Where in the material does the word "grassy" appear? Copy each line that has it.

--- START ---

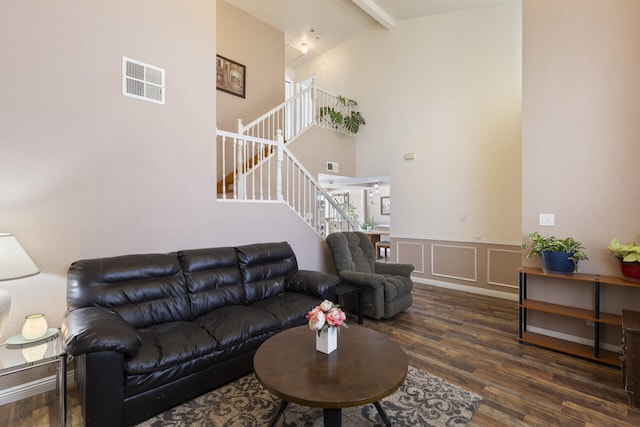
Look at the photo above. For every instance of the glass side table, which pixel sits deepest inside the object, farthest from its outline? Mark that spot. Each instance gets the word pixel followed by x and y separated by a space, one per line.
pixel 17 356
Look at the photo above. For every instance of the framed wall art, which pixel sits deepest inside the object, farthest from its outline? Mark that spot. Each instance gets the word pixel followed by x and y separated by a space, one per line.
pixel 230 76
pixel 385 205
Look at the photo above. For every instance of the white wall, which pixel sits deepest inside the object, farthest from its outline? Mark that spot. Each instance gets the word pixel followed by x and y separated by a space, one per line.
pixel 581 92
pixel 448 88
pixel 87 172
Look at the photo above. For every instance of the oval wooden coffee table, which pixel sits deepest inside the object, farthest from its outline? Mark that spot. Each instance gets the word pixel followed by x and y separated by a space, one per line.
pixel 366 367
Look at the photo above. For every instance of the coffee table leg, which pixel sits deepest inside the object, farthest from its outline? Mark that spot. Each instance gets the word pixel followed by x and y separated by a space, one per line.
pixel 382 413
pixel 281 409
pixel 332 417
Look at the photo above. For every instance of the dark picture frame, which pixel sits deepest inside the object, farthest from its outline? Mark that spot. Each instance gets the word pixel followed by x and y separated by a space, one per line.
pixel 385 205
pixel 230 76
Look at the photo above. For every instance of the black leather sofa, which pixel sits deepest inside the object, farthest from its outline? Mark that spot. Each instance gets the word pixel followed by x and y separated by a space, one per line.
pixel 151 331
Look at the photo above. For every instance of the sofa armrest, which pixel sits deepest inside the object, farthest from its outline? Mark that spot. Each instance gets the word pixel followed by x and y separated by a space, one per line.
pixel 371 280
pixel 394 268
pixel 95 329
pixel 315 283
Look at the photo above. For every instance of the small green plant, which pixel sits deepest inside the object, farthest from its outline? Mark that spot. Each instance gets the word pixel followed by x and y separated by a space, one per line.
pixel 368 224
pixel 627 253
pixel 552 244
pixel 338 118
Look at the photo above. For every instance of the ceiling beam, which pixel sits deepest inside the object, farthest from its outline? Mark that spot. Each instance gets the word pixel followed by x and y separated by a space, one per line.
pixel 376 12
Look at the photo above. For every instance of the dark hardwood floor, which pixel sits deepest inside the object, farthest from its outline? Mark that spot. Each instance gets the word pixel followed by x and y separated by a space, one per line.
pixel 470 340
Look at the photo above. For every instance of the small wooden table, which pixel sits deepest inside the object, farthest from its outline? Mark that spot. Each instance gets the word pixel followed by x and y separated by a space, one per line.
pixel 366 367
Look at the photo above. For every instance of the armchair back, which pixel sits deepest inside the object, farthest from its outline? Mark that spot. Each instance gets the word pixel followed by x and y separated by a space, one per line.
pixel 352 250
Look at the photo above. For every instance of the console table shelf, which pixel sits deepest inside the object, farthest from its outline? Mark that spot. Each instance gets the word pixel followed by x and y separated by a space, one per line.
pixel 595 315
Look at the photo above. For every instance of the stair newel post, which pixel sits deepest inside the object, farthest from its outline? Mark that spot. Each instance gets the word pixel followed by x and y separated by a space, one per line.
pixel 240 190
pixel 279 158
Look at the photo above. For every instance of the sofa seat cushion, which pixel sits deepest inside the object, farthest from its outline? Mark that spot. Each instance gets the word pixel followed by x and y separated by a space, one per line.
pixel 167 345
pixel 233 324
pixel 289 308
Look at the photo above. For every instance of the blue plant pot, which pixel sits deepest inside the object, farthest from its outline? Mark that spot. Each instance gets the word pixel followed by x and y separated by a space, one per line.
pixel 557 262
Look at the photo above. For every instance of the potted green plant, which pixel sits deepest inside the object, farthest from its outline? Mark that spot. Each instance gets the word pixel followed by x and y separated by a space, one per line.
pixel 339 119
pixel 368 224
pixel 628 257
pixel 560 256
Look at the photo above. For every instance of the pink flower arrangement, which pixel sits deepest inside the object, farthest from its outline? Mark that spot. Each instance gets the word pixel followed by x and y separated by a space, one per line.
pixel 326 315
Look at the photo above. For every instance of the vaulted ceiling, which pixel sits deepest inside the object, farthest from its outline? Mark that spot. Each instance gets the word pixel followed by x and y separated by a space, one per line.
pixel 321 25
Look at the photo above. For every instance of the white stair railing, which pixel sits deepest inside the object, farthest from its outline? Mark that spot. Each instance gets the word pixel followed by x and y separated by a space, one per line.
pixel 296 115
pixel 266 171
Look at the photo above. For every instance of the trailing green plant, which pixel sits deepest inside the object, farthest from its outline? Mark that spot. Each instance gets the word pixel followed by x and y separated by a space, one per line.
pixel 368 224
pixel 339 119
pixel 552 244
pixel 627 253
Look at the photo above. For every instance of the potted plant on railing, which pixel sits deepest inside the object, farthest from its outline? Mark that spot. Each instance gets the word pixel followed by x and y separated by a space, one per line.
pixel 368 224
pixel 339 119
pixel 628 257
pixel 559 256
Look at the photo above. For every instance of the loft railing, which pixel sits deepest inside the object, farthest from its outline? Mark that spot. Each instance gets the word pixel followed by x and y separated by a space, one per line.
pixel 296 115
pixel 266 171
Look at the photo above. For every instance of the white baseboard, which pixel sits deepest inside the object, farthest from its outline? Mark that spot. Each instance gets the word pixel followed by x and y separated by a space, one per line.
pixel 467 288
pixel 29 389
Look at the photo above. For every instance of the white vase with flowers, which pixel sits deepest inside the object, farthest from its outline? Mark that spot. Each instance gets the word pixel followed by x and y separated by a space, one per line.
pixel 326 319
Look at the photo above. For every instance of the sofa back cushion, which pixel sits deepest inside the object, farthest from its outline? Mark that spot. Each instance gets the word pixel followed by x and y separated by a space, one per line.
pixel 213 278
pixel 263 267
pixel 144 290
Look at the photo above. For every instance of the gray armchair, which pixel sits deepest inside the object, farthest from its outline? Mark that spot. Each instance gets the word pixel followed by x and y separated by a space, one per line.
pixel 388 285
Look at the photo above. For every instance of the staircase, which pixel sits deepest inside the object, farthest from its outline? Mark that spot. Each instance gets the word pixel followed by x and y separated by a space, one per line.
pixel 255 164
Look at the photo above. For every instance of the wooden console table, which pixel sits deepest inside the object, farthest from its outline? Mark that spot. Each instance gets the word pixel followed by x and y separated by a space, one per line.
pixel 594 314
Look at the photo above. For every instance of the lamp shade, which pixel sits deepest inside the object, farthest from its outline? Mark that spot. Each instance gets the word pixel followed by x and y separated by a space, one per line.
pixel 14 264
pixel 14 261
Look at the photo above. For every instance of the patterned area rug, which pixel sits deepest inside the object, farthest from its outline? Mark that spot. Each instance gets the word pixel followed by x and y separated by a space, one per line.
pixel 423 400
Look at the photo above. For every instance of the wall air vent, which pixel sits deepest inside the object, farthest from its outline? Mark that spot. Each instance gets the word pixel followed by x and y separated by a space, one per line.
pixel 142 81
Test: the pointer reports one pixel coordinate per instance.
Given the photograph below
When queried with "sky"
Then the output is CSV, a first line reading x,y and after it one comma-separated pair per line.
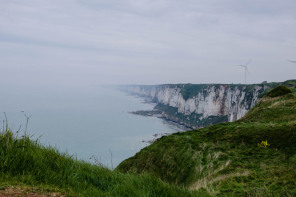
x,y
90,42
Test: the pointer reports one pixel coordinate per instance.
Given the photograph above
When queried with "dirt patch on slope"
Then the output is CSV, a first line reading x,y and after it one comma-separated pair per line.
x,y
12,191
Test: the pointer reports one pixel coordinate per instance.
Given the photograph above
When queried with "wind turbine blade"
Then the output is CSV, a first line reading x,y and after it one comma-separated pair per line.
x,y
248,62
247,70
292,61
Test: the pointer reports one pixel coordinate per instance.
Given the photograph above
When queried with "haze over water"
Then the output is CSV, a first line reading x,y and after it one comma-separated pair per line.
x,y
83,121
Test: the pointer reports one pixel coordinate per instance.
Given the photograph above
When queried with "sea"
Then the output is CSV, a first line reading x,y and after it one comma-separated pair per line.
x,y
90,123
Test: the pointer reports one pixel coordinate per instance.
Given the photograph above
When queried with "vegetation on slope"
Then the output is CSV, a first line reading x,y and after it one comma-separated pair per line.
x,y
254,156
24,163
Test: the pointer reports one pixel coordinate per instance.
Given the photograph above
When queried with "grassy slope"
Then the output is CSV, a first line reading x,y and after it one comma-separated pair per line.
x,y
24,162
225,159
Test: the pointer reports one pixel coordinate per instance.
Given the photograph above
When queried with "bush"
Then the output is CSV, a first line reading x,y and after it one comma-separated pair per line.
x,y
279,91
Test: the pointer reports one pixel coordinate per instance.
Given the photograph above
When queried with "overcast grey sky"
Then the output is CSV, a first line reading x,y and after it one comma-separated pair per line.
x,y
146,41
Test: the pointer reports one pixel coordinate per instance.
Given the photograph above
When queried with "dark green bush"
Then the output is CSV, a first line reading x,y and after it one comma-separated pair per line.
x,y
279,91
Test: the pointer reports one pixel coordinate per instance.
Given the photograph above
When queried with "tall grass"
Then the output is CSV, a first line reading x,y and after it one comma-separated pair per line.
x,y
28,162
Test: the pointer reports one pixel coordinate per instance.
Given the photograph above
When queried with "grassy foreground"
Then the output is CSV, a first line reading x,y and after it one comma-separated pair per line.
x,y
26,163
255,156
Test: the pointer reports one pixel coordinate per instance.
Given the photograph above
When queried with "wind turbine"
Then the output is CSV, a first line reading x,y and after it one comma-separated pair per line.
x,y
246,69
292,61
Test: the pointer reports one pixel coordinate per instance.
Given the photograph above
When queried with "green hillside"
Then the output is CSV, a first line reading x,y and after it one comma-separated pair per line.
x,y
28,167
254,156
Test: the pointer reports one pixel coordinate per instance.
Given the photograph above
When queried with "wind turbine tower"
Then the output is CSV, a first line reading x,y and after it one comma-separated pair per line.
x,y
246,69
292,61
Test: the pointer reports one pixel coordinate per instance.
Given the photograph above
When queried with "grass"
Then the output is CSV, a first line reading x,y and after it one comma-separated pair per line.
x,y
225,159
27,163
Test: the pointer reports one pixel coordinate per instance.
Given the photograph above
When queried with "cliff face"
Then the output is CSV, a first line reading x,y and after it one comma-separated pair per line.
x,y
198,104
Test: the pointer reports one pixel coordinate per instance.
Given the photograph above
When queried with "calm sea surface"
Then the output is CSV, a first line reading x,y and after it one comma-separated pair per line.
x,y
86,122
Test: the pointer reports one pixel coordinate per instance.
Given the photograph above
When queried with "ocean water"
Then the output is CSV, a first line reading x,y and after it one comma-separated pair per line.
x,y
91,123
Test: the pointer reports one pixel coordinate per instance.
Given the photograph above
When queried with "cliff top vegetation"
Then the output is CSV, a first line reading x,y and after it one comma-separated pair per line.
x,y
254,156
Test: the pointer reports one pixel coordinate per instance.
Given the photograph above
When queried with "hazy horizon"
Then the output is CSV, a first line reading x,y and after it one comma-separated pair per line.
x,y
80,43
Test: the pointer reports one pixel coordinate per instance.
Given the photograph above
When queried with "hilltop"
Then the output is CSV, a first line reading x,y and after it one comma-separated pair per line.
x,y
200,105
254,156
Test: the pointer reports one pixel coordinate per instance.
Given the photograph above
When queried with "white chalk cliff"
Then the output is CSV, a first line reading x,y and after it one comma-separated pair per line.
x,y
233,101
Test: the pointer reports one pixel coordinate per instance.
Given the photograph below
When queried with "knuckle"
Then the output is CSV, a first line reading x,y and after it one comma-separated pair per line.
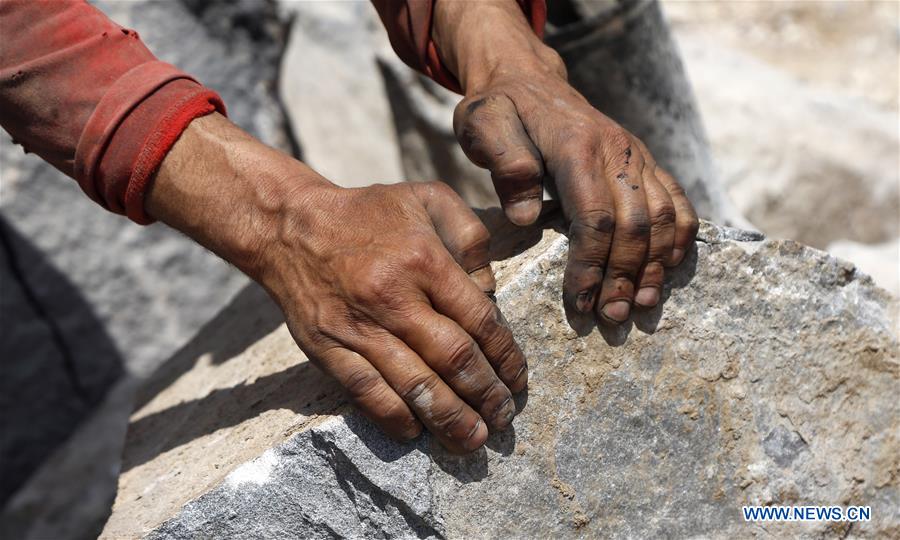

--- END ---

_RESULT_:
When queried with "grassy slope"
When queried with "grassy foreground"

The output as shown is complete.